[Point localization data]
^^^^^^^^^^^^^^^^

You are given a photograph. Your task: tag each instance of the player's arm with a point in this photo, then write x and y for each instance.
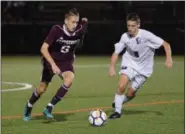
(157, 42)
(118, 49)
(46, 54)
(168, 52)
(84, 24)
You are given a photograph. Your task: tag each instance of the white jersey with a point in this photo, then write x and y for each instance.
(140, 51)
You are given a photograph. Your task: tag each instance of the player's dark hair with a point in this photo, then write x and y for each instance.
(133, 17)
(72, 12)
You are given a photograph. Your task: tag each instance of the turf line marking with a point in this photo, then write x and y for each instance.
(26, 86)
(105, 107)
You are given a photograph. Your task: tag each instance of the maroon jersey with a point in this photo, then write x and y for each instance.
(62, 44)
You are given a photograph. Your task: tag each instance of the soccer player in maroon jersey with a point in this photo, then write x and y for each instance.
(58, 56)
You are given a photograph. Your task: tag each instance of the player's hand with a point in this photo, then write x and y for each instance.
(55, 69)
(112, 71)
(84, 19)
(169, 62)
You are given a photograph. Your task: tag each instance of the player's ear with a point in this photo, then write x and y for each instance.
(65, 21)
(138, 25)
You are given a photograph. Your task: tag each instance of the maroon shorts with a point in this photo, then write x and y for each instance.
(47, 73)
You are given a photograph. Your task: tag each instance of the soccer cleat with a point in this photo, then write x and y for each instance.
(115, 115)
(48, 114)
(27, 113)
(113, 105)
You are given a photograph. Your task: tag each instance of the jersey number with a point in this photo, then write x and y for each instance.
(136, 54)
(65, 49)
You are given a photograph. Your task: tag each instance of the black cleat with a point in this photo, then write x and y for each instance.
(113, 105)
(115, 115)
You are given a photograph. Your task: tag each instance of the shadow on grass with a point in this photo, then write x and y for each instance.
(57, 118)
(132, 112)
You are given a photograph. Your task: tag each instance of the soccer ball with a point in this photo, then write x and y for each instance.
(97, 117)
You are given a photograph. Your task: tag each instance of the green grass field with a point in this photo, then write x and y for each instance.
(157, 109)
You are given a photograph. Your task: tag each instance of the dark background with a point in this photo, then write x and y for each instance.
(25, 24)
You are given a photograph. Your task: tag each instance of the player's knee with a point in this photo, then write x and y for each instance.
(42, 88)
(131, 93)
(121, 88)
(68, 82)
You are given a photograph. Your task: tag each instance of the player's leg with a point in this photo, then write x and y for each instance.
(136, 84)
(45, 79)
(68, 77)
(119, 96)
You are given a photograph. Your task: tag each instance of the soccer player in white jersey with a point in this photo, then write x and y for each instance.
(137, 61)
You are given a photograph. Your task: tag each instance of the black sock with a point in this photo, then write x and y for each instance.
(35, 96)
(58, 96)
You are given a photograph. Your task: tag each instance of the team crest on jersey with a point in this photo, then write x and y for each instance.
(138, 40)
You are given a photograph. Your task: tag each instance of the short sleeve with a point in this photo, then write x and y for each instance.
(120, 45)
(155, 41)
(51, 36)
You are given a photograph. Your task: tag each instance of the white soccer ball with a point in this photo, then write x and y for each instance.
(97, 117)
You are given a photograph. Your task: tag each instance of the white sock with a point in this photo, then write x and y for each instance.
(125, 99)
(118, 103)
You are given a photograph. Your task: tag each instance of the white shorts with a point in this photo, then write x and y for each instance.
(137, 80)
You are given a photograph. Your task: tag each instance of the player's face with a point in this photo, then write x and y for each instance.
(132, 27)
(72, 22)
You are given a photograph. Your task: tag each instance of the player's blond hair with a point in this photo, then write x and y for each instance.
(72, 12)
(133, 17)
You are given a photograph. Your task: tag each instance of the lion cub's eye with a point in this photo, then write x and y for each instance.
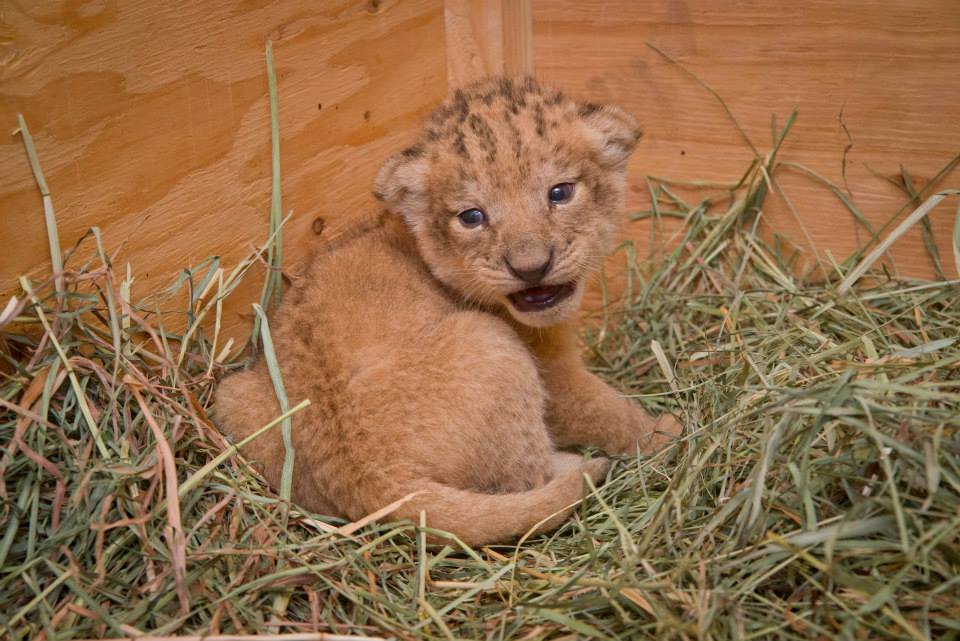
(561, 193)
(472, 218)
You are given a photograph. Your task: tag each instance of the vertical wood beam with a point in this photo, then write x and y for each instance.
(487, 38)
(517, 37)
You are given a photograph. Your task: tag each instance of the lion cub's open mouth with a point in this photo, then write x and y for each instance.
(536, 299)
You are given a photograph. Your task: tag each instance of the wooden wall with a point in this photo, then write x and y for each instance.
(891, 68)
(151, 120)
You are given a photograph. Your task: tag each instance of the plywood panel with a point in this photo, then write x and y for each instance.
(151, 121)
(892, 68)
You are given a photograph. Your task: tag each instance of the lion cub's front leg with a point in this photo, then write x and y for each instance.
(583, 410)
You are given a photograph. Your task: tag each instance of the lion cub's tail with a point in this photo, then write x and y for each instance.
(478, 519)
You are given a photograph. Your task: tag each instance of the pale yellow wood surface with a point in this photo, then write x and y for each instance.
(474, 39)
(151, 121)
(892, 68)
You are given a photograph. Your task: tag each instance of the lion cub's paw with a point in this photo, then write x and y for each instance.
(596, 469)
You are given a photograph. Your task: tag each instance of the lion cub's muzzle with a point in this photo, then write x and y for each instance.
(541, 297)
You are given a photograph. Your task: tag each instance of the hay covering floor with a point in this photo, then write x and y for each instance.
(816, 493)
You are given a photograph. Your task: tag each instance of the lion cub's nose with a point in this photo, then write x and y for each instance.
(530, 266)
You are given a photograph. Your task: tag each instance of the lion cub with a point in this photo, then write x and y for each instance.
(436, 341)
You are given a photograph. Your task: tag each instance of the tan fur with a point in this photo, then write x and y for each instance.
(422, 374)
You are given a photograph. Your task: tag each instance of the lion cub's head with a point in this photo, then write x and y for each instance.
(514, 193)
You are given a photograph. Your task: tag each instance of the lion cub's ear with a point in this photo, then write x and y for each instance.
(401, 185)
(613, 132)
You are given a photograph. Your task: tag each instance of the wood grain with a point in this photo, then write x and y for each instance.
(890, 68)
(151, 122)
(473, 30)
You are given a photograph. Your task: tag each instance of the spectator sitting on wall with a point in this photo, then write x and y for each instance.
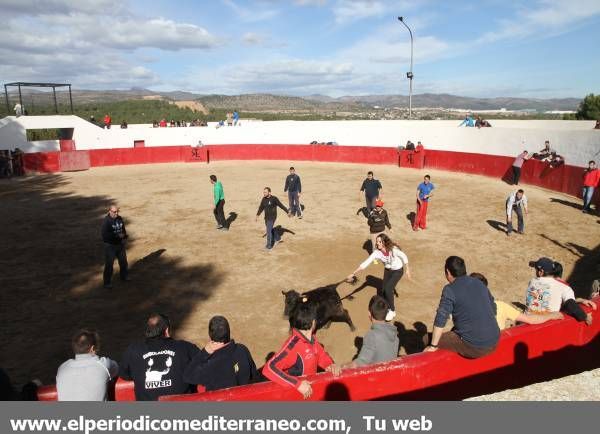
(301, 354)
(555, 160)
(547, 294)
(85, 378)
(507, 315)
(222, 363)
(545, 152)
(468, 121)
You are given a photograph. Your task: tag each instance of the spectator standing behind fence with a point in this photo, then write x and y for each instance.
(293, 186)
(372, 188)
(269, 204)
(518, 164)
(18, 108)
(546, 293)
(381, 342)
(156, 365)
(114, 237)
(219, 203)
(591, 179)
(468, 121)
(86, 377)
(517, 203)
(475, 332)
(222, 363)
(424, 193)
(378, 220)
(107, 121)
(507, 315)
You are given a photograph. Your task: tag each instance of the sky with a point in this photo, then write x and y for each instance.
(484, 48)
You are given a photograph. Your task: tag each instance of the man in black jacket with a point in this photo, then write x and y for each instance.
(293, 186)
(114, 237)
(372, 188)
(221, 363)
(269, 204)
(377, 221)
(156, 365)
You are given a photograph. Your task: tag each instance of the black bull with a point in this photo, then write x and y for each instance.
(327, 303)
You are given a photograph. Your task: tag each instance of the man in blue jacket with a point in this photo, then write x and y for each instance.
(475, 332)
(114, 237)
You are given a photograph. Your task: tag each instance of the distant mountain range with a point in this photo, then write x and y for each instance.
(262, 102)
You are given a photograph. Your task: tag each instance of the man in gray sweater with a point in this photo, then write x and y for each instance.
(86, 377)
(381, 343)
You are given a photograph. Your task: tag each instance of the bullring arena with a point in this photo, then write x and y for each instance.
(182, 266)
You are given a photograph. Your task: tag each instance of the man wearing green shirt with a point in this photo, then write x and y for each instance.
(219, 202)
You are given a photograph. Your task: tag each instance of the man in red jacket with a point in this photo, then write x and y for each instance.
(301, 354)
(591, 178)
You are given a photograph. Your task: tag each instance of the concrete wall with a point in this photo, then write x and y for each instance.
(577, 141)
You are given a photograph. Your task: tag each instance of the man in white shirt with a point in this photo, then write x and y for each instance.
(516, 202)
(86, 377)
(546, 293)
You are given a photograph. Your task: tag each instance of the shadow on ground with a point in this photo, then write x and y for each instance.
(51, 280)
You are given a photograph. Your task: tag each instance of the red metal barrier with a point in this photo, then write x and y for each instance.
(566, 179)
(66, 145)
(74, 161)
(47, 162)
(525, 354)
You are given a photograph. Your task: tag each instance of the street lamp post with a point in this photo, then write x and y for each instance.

^^^^^^^^^^^^^^^^

[WORK TO BE COMPLETED] Copy only the stretch running from the line containing "of the concrete" to the final line of the entries, both ends included, exactly as it stands.

[EXERCISE OUTPUT]
You are given a photograph. Your task: tag each instance of the concrete wall with a point in this photo, then write x and y for each instance.
(577, 141)
You are given a photograph. Your task: tag each instance of the man in white shirt with a point in this photo, then write x and y for each instance.
(516, 202)
(86, 377)
(546, 293)
You are given a photograph. Your task: tag each instance of the shadow on ground with a point in this photo, then write x and y for each instance.
(51, 280)
You are given a photograph. Your task: tag each instance of the red metal barrier with a point in this photo, then write x and y for each instance.
(566, 179)
(66, 145)
(74, 161)
(47, 162)
(525, 354)
You are given a photograph. Your task: tag each instance of the street lamp post with a point in this photo, then write x and y for each instance.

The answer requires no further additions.